◆ **Work instruction 1**: Please rewrite the review, starting at "Directed by Amy" and ending at "of any wrongdoing.", with "documentary" changed to "series".
◆ **Work instruction 2**: Decide whether each statement agrees with the review, answering yes or no and quoting the words that settle it: (a) Dylan Farrow alleges that Allen molested her when she was seven. (b) All four episodes of Allen v. Farrow have aired. (c) Ronan Farrow signed a five-year deal with HBO.

Page text Block Start

Directed by Amy Ziering and Kirby Dick
The four-part HBO documentary Allen v. Farrow, two of whose episodes have aired, concerns the claims of sexual abuse aimed against veteran comic and filmmaker Woody Allen, 85. His adopted daughter Dylan Farrow—encouraged by her mother, Mia Farrow, Allen’s estranged partner—alleges that Allen molested her when she was seven. The allegations were the subject of two official investigations that cleared Allen of any wrongdoing.
Allen v. Farrow purports to be an investigation into the 1992 incident. However, like many of the US media’s crude propaganda efforts at the moment, the docuseries is loaded with unsubstantiated assertions and hearsay, insinuations, irrelevant comments—but lacks any persuasive evidence.
There are no new facts in the first two episodes of Allen v. Farrow and virtually no impartial, objective or genuine probing. Even the soundtrack, appropriately sinister when it needs to be, is meant to manipulate the viewer and direct him or her toward the desired conclusion. The interviews, individual shots and clips are designed to confirm a preconceived agenda and already arrived at notions.
Directors Amy Ziering and Kirby Dick have become specialists in fashioning #MeToo claims into “documentary” films. Their 2015 effort, The Hunting Ground, which focused on sexual assault on college campuses, came under sharp criticism for its “misleading” and “inaccurate” character. A group of Harvard law professors described The Hunting Ground as a “purported” documentary that provides “a seriously false picture both of the general sexual assault phenomenon at universities and of a male Harvard law student who is accused of assault.”
The appearance of Allen v. Farrow on HBO is not accidental or insignificant. In 2018, Ronan Farrow, the son of Mia Farrow and Woody Allen, signed a three-year deal with the pay television network to “develop and front a series of investigative documentary specials,” according to an HBO press release. “His stories,” the statement added, “will continue to document the abuse of power by individuals and institutions and will proceed in tandem with ongoing reporting for the New Yorker .” In October 2017, in the New Yorker, Farrow helped launch the #MeToo witch hunt with his supposed exposé of film producer Harvey Weinstein.

Page text Block End
Excerpted records Block Start

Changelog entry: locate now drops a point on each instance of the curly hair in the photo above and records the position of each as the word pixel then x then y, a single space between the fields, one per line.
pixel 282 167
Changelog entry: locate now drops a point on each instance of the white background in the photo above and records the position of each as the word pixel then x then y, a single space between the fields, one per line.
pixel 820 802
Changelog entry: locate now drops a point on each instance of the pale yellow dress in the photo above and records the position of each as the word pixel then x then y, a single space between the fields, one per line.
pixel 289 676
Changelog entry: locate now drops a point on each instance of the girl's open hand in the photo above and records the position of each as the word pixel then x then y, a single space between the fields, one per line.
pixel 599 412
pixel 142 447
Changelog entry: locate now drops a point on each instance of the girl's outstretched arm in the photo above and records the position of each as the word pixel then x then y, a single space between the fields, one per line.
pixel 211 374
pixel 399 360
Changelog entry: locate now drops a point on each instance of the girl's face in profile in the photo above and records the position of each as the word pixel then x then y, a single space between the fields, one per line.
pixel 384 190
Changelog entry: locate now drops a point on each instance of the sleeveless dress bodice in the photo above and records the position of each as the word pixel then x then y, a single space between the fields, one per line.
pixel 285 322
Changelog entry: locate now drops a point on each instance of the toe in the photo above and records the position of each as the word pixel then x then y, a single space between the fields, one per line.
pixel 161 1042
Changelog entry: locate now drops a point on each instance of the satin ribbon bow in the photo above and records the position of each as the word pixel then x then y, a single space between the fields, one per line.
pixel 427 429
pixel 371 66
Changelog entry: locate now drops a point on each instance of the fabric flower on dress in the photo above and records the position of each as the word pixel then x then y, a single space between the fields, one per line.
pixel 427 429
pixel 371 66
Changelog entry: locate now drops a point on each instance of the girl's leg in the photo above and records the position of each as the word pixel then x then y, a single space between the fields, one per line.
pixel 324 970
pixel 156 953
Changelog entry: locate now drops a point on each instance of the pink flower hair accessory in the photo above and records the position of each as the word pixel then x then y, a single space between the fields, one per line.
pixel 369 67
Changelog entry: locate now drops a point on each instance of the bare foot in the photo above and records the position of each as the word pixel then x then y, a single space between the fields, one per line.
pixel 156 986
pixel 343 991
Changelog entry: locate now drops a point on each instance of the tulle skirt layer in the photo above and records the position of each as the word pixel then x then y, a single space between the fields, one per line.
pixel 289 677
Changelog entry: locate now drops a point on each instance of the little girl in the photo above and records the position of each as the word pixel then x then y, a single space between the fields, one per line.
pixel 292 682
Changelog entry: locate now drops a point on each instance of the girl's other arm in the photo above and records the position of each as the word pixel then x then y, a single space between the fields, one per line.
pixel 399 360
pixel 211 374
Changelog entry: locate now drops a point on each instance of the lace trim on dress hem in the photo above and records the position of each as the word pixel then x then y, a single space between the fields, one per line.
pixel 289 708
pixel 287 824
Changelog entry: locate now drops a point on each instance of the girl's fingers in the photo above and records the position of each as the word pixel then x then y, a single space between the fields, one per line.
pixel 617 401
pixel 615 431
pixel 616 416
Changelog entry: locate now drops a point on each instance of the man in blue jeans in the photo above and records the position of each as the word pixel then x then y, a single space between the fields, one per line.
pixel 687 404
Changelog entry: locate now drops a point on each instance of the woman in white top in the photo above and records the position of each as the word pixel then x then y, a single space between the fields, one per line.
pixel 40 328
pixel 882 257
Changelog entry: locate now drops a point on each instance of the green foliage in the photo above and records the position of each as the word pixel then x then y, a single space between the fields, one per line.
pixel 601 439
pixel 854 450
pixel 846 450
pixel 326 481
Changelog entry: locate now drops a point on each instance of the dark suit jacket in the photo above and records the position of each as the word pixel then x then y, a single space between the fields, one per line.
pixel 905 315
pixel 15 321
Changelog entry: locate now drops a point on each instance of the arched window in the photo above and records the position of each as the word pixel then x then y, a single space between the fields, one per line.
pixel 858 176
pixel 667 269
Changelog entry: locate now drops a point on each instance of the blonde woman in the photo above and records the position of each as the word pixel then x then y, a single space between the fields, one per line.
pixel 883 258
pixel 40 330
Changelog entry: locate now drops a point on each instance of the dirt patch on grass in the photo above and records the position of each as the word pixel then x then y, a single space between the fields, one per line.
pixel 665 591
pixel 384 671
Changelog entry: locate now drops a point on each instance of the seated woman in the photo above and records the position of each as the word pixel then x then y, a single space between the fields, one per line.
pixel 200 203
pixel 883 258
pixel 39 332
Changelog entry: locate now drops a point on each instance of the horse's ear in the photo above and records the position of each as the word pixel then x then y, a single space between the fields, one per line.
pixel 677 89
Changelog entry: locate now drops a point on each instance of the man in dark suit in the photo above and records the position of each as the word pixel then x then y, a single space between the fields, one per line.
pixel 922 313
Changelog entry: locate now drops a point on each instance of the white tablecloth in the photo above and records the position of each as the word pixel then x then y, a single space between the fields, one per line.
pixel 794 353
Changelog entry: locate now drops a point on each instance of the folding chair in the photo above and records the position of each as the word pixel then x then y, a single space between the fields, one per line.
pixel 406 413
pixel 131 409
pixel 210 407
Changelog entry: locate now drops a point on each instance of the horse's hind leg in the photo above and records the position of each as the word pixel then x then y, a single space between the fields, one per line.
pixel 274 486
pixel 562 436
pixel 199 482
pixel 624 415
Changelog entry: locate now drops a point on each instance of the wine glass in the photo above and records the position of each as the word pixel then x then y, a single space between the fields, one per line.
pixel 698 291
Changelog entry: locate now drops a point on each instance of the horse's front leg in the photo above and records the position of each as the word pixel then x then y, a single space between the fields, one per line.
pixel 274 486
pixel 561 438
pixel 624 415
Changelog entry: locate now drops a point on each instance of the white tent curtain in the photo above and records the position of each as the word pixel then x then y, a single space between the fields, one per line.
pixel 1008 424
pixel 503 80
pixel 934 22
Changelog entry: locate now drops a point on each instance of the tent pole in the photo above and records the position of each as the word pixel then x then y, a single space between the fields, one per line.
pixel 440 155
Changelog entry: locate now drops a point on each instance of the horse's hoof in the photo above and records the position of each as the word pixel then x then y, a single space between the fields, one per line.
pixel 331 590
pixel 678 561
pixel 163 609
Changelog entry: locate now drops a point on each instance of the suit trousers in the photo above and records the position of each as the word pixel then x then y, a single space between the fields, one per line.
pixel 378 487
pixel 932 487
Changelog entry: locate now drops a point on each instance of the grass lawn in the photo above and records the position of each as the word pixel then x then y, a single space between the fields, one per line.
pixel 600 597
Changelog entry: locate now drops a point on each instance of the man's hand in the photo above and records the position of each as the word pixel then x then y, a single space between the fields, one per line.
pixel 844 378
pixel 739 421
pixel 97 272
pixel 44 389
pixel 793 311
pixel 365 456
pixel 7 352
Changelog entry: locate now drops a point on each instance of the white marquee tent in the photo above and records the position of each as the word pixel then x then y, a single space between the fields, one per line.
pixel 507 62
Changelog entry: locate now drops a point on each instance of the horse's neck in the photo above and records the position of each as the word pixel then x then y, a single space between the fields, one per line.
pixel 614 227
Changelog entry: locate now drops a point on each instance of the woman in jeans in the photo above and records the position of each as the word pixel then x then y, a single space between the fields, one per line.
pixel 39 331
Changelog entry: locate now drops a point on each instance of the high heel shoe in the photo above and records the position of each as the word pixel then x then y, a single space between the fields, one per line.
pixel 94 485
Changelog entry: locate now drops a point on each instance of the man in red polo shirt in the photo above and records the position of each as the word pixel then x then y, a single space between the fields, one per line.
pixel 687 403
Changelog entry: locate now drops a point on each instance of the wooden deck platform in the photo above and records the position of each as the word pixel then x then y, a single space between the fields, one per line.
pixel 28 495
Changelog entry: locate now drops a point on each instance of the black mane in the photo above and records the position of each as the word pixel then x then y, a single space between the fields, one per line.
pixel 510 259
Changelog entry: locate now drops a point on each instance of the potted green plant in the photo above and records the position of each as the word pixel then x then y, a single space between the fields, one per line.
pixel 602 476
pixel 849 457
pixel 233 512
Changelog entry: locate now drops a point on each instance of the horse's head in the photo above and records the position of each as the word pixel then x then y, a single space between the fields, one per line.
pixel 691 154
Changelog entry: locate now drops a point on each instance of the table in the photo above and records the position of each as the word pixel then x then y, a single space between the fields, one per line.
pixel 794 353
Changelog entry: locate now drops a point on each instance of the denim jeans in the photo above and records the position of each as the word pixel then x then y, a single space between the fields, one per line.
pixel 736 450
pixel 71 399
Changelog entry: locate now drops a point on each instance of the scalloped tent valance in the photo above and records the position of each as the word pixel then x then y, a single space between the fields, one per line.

Excerpted records Block End

◆ **Result 1**:
Directed by Amy Ziering and Kirby Dick
The four-part HBO series Allen v. Farrow, two of whose episodes have aired, concerns the claims of sexual abuse aimed against veteran comic and filmmaker Woody Allen, 85. His adopted daughter Dylan Farrow—encouraged by her mother, Mia Farrow, Allen’s estranged partner—alleges that Allen molested her when she was seven. The allegations were the subject of two official investigations that cleared Allen of any wrongdoing.

◆ **Result 2**:
(a) Yes: "alleges that Allen molested her when she was seven"
(b) No: "The four-part HBO documentary Allen v. Farrow, two of whose episodes have aired"
(c) No: "signed a three-year deal with the pay television network"